◆ **Recorded information**

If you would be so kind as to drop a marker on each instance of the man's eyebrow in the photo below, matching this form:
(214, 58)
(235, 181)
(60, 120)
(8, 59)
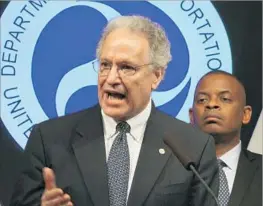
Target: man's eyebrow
(201, 93)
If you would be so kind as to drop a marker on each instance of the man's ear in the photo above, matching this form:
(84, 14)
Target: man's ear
(247, 113)
(158, 75)
(191, 116)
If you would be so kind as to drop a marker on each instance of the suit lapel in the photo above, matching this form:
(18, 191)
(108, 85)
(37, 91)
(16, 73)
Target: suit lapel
(89, 149)
(245, 172)
(150, 163)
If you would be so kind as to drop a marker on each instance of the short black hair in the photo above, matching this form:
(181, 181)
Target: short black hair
(227, 74)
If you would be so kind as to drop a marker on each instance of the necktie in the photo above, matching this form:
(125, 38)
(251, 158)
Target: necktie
(224, 194)
(119, 166)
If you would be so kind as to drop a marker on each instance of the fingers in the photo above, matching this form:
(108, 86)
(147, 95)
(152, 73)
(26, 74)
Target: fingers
(49, 178)
(58, 201)
(52, 195)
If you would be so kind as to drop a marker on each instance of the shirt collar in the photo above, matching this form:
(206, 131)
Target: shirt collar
(136, 122)
(231, 157)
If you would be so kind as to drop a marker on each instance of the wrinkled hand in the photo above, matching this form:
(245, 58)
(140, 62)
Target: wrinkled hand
(52, 195)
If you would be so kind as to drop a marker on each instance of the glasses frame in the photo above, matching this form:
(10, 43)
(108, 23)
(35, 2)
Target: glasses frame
(135, 68)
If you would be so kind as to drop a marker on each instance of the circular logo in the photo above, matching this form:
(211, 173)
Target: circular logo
(47, 50)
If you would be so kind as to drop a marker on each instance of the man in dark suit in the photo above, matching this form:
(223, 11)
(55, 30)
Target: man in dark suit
(82, 159)
(220, 109)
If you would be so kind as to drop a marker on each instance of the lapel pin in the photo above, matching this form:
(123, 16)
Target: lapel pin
(161, 151)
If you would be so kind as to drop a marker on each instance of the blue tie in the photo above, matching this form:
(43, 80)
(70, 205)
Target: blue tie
(119, 166)
(224, 194)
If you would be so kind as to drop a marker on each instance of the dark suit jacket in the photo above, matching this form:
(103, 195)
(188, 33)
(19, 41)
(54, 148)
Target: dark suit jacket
(73, 146)
(247, 188)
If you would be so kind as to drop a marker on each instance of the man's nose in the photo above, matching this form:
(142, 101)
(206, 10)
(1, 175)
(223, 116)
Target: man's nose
(113, 76)
(212, 104)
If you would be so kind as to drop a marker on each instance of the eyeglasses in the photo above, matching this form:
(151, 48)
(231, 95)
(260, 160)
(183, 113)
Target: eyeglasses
(103, 68)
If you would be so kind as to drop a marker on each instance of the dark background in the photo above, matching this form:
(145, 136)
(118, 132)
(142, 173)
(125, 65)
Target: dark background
(243, 22)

◆ **Work to complete**
For the material above, give every line again exactly and leave out the pictures.

◆ **Exercise response**
If you would be so kind as to drop a marker on each instance of the man's eyebrow in the photo below, matching this form:
(214, 58)
(235, 181)
(60, 120)
(8, 59)
Target: man's eyebrow
(201, 93)
If you would be so kind as to drop a marker on each instance of the man's ear in the photo above, matching this form:
(84, 14)
Target: man's ear
(247, 113)
(158, 75)
(191, 116)
If you would be so kind as to drop a marker on each instance of the suit lapel in the photo above, matching this form:
(18, 191)
(108, 85)
(37, 91)
(16, 73)
Target: suit lapel
(89, 149)
(245, 172)
(150, 163)
If you would be so kind as to drop a marker on each instance of the short black hair in the photo above, matching this form:
(181, 181)
Target: short black hair
(227, 74)
If you would be so kind as to drop a marker on each instance of the necktie in the photo above, matching this form:
(125, 38)
(251, 158)
Target: necktie
(224, 194)
(119, 166)
If you would be so kind as to drop a marker on each instance of the fingers in the photo above, matching this form:
(108, 86)
(147, 95)
(152, 73)
(26, 74)
Target: fingers
(49, 178)
(58, 201)
(52, 195)
If you would be so kind as to drop a marker on each instance of the shirt collar in the photo above, matching this form:
(206, 131)
Target: shirt collar
(136, 122)
(231, 157)
If you would be so kind as to drop a marker on each instance of the wrinkled hand in the photo above, matching this form:
(245, 58)
(140, 62)
Target: wrinkled hand
(52, 195)
If you would be so kind as to drop a marker on each instance of the glasses frame in the photo above, matching this form:
(10, 43)
(108, 23)
(35, 2)
Target: glasses frame
(135, 68)
If you would be so kind as to drop a marker on each instance of the circular logo in the photo above, matching this form:
(211, 173)
Target: circular logo
(47, 50)
If you would be so kind as to drop a marker on each instance of the man in dark suit in the photo above, matching this form:
(223, 11)
(55, 30)
Target: man in dark suit
(82, 159)
(220, 109)
If you would be so kind as to drop a marker on each instance of the lapel pin in the photo above, matching this form:
(123, 16)
Target: lapel pin
(161, 151)
If you would be so kind as to drop a marker on each instance of the blue tie in the photo above, matching this form:
(43, 80)
(70, 205)
Target: blue tie
(119, 166)
(224, 194)
If you would be so kind as to drop a marker on each instance of the dark suit jacket in the photo above, matching this form:
(103, 195)
(188, 33)
(19, 41)
(54, 148)
Target: dark suit jacket
(73, 146)
(247, 188)
If you would be so kind as to drop a marker on each instance of the man's nose in the photo above, matching this form:
(142, 101)
(206, 10)
(1, 175)
(223, 116)
Target: man's nose
(113, 76)
(212, 104)
If you would be so kind as to drop a marker on each instance of the eyeglasses in the photo above, matching this form:
(151, 48)
(231, 95)
(260, 160)
(183, 113)
Target: eyeglasses
(103, 68)
If you would be so kind as to drop a marker on each instance of the dark background in the photo above, matching this form:
(145, 136)
(118, 132)
(142, 173)
(125, 65)
Target: dark background
(243, 22)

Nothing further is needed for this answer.